__Exercise instructions__
- a) In the post about the Three Little Pigs and the HOA, list every note in parentheses inside the wolf's line that the dad acts out.
- b) In two sentences, sum up the post about the Three Little Pigs and the HOA.
- c) Pick up the post about the Three Little Pigs and the HOA after its final sentence and write the next part.

__Document excerpt__

The Three Little Pigs and the HOA

Ron Baron
7 min readAug 6, 2022

--

Just guessing, but I bet you remember the story of the Three Little Pigs. It was a hopeful story meant to teach us youngins the value of hard work and that laziness and slothfulness would likely bring trouble. But with enough cunning, you could turn the table on your antagonist and live happily ever after.

If not for opportunities to tell our stories of falling out of a tree or being chased by a mule, why would we gather? We might as well glue our faces to a digital device and depart into the cloud of digital entertainment.

My favorite part was watching my dad puff up his jowls and blow mightily when telling of how the big bad wolf would destroy the little pig’s home. “And I’ll puff (big blow), and I’ll huff (bigger blow), and I’ll blow your house down (huge blow)!

But the Three Little Pigs is a very old story. First printed in 1840, it is thought to be much older. For centuries, pigs were an important part of ancient daily life. The kids grew up with the family pig. They knew their snorts and smells and grew strong eating pork bellies and bacon. When allowed to roam freely between the house and shed, some would find the edge of the forest and never return. The run-aways would be known as ‘feral’ pigs and now roam the countryside, occasionally becoming a pork roast for a wolf or two.

__Image point grounding data__
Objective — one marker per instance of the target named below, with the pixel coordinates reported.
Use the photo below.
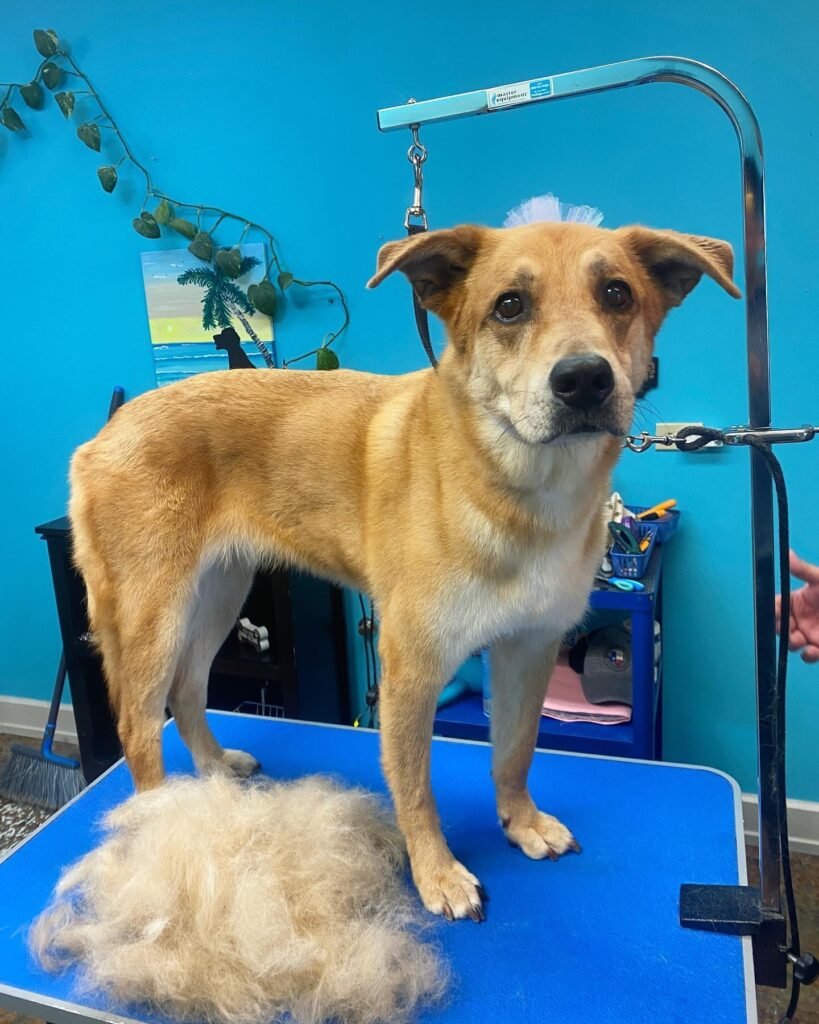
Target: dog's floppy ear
(677, 261)
(433, 261)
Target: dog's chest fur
(513, 586)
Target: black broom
(42, 777)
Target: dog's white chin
(570, 440)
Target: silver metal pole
(722, 90)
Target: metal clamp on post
(733, 435)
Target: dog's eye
(617, 295)
(509, 306)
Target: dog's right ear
(434, 262)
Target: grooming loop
(417, 155)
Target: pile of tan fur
(216, 901)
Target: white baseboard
(24, 717)
(803, 820)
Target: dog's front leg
(521, 667)
(408, 695)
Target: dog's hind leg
(521, 668)
(220, 594)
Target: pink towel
(565, 700)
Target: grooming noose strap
(416, 223)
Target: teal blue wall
(269, 109)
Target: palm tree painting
(194, 307)
(223, 299)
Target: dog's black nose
(582, 381)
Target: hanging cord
(416, 223)
(690, 439)
(367, 629)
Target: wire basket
(260, 708)
(634, 566)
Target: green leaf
(11, 120)
(202, 246)
(229, 261)
(65, 101)
(108, 177)
(326, 358)
(182, 226)
(52, 75)
(164, 213)
(263, 297)
(89, 133)
(46, 42)
(145, 225)
(33, 94)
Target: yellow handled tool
(657, 511)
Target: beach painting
(207, 322)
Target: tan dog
(467, 501)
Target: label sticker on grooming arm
(520, 92)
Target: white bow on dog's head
(550, 208)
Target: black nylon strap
(422, 316)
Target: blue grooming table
(592, 939)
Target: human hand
(804, 626)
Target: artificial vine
(57, 65)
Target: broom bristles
(31, 778)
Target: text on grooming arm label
(520, 92)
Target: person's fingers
(804, 570)
(796, 640)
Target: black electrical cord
(690, 439)
(367, 629)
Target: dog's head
(552, 325)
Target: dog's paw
(241, 764)
(453, 892)
(540, 836)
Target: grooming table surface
(592, 939)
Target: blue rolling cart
(642, 737)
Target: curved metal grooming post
(723, 91)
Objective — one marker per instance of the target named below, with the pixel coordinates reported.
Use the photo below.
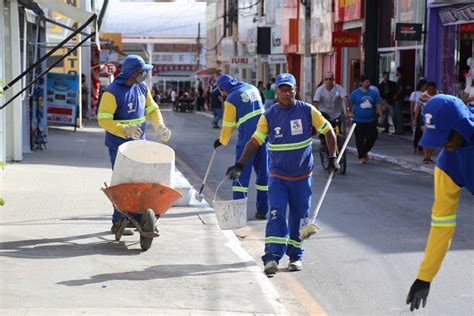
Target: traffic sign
(110, 68)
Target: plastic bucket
(142, 161)
(231, 214)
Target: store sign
(457, 15)
(174, 58)
(345, 39)
(276, 47)
(157, 69)
(348, 10)
(276, 59)
(62, 96)
(408, 31)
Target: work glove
(217, 143)
(418, 294)
(164, 133)
(133, 131)
(333, 165)
(234, 172)
(380, 120)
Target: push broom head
(307, 231)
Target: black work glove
(217, 143)
(233, 172)
(418, 294)
(333, 165)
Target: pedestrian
(124, 108)
(331, 100)
(449, 124)
(387, 89)
(364, 104)
(399, 100)
(216, 106)
(84, 98)
(468, 95)
(416, 128)
(269, 96)
(242, 109)
(260, 88)
(288, 125)
(424, 98)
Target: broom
(199, 196)
(312, 229)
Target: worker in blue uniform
(449, 124)
(243, 107)
(288, 125)
(124, 108)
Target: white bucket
(144, 161)
(231, 214)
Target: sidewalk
(58, 256)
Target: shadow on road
(163, 272)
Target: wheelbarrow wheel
(121, 225)
(148, 225)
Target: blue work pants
(282, 236)
(260, 164)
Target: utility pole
(198, 48)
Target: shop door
(354, 74)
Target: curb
(393, 160)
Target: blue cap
(130, 65)
(285, 79)
(442, 114)
(227, 83)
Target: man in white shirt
(330, 98)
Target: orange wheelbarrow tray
(151, 200)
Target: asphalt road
(374, 225)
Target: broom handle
(328, 182)
(207, 170)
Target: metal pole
(60, 45)
(47, 70)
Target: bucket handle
(222, 181)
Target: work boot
(296, 265)
(260, 216)
(127, 232)
(271, 267)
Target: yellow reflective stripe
(291, 146)
(294, 243)
(150, 109)
(228, 124)
(139, 120)
(248, 116)
(240, 189)
(276, 240)
(443, 221)
(261, 136)
(323, 128)
(104, 116)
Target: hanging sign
(408, 32)
(62, 98)
(345, 39)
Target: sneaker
(296, 265)
(271, 267)
(260, 216)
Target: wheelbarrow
(151, 200)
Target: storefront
(401, 44)
(348, 17)
(449, 45)
(321, 38)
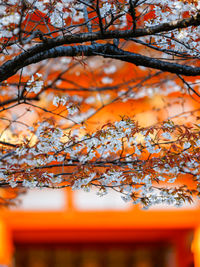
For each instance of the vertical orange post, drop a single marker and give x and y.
(6, 247)
(196, 247)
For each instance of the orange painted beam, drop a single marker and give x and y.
(133, 219)
(6, 248)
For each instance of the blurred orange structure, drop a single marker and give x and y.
(72, 224)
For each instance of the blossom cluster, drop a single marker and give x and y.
(122, 156)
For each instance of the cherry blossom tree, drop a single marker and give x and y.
(64, 62)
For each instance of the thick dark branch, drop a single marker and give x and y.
(110, 51)
(10, 67)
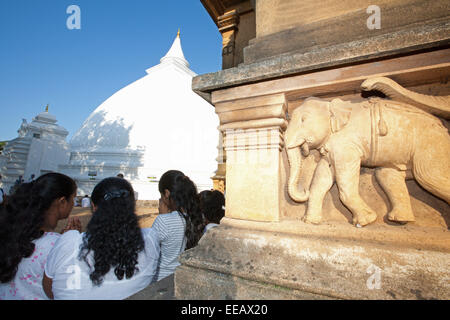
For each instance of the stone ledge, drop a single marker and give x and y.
(161, 290)
(387, 45)
(307, 267)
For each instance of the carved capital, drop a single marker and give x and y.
(252, 113)
(229, 21)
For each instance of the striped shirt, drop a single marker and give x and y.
(171, 228)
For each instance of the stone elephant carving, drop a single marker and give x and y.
(396, 138)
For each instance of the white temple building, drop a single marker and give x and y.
(155, 124)
(39, 148)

__Task answers__
- a)
- big blow
- bigger blow
- huge blow

- b) The writer remembers the Three Little Pigs as a hopeful story about hard work, laziness and cunning, and especially remembers a dad huffing and puffing while telling the wolf's part. The story was first printed in 1840 and is thought to be much older, from a time when families raised pigs and some runaways became the feral pigs that now roam the countryside.

- c)
But much has changed from the days when pigs were raised in the family shed to feed the family. Or to be bartered for a clutch of chicks or an old cow. Butcher day was likely a family affair with everyone having a role. I imagine the kids being in charge of the catch with dad doing the killing. Hung up by the heals, they disemboweled, halved, salted, and stored the carcass in the cool of the shed. Now, the family had pork chops and ham hocks for a year, and the children grew up with an intimate sense of where their food comes from.

Just another guess, but unless a modern city-raised kid goes to a country fair, they have never laid eyes on a living pig or smelled that rather pungent body odor or that they are messy eaters. Nor would they know that pigs come in nearly every color humans do. Pink, brown, black, and every shade in between. Some have hair, and some don’t. Some are more curious than others, and some become obese.

I’m whispering now. What I’m about to tell you could cause sensitive children and their adult overseers nightmares. Sows, the mama pigs, are terrible mothers. Yes, they have row upon row of teets to feed the piglets, but when rolling over to become more comfortable, a perfectly healthy piglet or two or more are sometimes suffocated by their very own mother. Eventually, they roll over and take out a couple more while showing little if any sorrow or remorse. What started as a drift of a dozen or so piglets that mama can easily support gets widdled down to sometimes two or three. Occasionally, all will have been snuffed out.

Every time I ponder this most common of pig behavior, it causes me to doubt my orthodox Darwinian beliefs. What possible evolutionary benefit is there to mama rolling over and offing her offspring? Is this some form of inhumane birth control? Or, heaven forbid, one species practice of choosing a very, very late-term abortion?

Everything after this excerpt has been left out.